◆ **Your goal**:
Only one stretch of the data should be retyped: the lines from the line containing "TARGET = blazer sleeve" through the line containing "TARGET = player in yellow jersey". Keep pictures out of it.

◆ **Natural-language object grounding data**:
►

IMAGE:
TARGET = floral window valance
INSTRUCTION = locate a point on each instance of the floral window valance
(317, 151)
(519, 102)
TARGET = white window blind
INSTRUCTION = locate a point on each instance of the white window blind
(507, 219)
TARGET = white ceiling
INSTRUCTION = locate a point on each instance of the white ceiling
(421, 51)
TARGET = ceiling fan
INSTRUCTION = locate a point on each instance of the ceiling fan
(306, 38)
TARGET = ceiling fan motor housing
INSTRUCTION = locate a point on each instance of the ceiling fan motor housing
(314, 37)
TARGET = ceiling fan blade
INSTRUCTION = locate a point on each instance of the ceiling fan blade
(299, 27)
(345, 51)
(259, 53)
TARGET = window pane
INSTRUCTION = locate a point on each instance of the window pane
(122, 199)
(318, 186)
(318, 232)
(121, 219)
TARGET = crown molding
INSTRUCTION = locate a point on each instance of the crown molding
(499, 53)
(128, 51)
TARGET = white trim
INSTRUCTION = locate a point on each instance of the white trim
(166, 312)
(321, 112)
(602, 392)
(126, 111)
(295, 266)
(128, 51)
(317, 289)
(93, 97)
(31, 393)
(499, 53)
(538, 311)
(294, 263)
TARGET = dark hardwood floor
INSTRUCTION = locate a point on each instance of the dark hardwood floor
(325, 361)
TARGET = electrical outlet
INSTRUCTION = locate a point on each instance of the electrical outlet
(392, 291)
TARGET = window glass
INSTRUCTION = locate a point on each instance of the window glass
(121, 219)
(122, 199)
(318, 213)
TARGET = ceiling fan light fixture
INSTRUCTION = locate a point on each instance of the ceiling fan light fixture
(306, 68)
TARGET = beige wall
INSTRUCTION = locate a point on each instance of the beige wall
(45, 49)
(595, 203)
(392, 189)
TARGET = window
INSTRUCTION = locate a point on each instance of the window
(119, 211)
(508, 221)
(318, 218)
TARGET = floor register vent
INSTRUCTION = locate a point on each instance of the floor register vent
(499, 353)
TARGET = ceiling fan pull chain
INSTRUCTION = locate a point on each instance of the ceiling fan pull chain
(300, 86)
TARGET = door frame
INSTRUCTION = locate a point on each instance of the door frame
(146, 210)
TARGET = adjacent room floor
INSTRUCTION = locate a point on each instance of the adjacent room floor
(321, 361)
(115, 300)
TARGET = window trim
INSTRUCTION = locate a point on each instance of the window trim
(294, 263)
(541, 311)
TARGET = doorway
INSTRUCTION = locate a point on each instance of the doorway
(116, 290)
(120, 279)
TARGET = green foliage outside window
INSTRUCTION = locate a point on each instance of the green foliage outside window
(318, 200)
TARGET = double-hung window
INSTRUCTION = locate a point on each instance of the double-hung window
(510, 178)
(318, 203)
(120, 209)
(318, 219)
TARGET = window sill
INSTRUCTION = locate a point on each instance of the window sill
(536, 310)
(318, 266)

◄
►

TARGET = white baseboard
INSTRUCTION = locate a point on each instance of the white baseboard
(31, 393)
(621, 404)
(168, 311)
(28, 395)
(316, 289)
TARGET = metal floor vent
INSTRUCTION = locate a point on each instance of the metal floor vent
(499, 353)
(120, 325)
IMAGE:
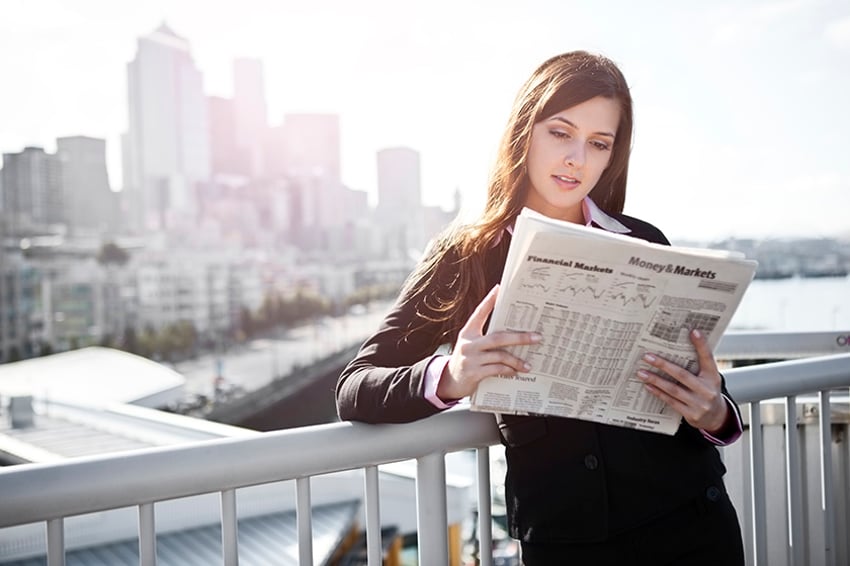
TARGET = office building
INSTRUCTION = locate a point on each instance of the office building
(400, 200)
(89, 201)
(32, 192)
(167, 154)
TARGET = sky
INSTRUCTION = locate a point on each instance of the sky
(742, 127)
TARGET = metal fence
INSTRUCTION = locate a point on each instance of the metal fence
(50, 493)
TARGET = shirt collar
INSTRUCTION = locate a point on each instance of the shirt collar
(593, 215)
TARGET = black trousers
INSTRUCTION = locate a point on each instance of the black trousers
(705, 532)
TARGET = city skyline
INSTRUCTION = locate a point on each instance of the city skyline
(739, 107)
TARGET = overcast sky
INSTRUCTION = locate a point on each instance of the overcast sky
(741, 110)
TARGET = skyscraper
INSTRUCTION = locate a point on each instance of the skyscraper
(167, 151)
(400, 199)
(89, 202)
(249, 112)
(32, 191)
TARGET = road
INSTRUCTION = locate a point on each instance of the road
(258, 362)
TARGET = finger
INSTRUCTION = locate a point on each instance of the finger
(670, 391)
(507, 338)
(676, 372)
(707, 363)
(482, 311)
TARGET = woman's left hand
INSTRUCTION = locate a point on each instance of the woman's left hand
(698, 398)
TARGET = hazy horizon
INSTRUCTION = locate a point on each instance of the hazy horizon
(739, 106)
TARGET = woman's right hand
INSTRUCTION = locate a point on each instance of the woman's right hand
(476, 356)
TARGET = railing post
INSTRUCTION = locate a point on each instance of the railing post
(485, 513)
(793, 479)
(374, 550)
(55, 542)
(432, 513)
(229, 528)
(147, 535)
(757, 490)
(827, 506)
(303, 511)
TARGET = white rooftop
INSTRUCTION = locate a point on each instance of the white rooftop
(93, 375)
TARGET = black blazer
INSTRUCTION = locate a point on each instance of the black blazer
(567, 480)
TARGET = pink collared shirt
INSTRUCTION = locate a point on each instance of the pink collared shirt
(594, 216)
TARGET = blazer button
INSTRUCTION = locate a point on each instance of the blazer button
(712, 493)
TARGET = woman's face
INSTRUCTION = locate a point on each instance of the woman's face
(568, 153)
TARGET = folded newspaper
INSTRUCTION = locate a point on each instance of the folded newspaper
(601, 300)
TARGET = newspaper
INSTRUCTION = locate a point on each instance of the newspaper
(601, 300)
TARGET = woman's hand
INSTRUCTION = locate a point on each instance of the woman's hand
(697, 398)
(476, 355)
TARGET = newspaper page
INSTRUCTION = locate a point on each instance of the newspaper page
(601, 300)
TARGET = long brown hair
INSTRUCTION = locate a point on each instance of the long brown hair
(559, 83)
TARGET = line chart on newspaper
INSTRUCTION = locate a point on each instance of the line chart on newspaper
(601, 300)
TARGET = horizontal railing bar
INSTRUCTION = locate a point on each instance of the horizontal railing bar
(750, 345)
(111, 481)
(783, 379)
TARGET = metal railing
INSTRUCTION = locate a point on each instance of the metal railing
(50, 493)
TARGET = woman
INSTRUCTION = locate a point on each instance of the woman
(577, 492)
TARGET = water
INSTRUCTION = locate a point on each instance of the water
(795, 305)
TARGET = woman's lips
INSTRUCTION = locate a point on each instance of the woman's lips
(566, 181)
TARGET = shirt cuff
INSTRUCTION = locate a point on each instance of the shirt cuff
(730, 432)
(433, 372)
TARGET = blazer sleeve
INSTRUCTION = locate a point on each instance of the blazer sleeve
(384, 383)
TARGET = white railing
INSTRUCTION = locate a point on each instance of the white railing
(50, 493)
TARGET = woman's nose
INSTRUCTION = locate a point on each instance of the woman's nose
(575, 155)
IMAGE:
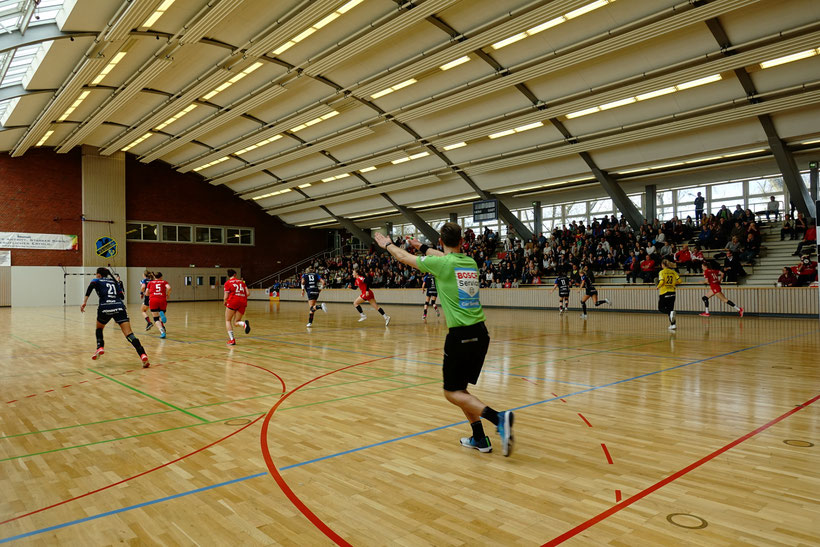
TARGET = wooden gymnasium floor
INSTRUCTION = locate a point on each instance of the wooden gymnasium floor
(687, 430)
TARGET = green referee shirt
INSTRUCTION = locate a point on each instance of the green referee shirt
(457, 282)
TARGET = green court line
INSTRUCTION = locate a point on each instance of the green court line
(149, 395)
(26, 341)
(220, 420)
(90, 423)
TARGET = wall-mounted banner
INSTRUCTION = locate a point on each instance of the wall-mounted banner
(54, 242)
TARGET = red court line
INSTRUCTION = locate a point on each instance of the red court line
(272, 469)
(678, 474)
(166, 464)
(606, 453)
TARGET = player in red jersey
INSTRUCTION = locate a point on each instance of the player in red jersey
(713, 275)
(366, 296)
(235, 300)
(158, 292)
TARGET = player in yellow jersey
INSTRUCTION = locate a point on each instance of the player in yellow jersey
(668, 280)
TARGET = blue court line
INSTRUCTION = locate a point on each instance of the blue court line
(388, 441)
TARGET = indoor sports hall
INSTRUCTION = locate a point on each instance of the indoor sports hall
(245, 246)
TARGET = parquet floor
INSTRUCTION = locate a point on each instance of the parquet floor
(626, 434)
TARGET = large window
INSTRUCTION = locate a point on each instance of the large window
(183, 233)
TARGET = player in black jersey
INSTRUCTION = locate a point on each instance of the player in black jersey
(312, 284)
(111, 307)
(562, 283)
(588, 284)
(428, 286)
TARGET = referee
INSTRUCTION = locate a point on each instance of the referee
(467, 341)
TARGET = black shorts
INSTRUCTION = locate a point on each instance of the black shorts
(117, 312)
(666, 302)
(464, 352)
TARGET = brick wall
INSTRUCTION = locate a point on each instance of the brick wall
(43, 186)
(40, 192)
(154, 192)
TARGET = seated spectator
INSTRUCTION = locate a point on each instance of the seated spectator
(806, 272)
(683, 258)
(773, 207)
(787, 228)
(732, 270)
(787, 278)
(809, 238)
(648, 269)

◄

◆ **Exercise solution**:
TARGET = blazer sleeve
INSTRUCTION = locate a point on each instance of the blazer sleeve
(384, 383)
TARGET = white railing
INSTRUCTION = locate a point on each instance of the white railing
(50, 493)
TARGET = woman's nose
INSTRUCTION = locate a point on each instance of the woman's nose
(575, 155)
IMAGE:
TARGET = wooden gymnasium floor
INSTRUCTION = locate a point on each instance of the wooden gymnasium floor
(687, 430)
TARGET = green referee shirt
INSTRUCTION = locate a point on each instance of the green referee shirt
(457, 282)
TARGET = green court line
INSTRUCTION = locate a point on each instance of the green court line
(149, 395)
(26, 341)
(220, 420)
(90, 423)
TARGET = wall-mounted banner
INSTRUCTION = locate a point on each instance of the wall-mounted banner
(54, 242)
TARGET = red court line
INSTRUCTION = locate a point on each instance of the red court line
(272, 469)
(678, 474)
(166, 464)
(606, 453)
TARGET = player in red jersey
INSTRUCTION = locate a point on each instance of the player in red jersey
(713, 275)
(366, 296)
(235, 300)
(158, 292)
TARGET = player in yellow jersey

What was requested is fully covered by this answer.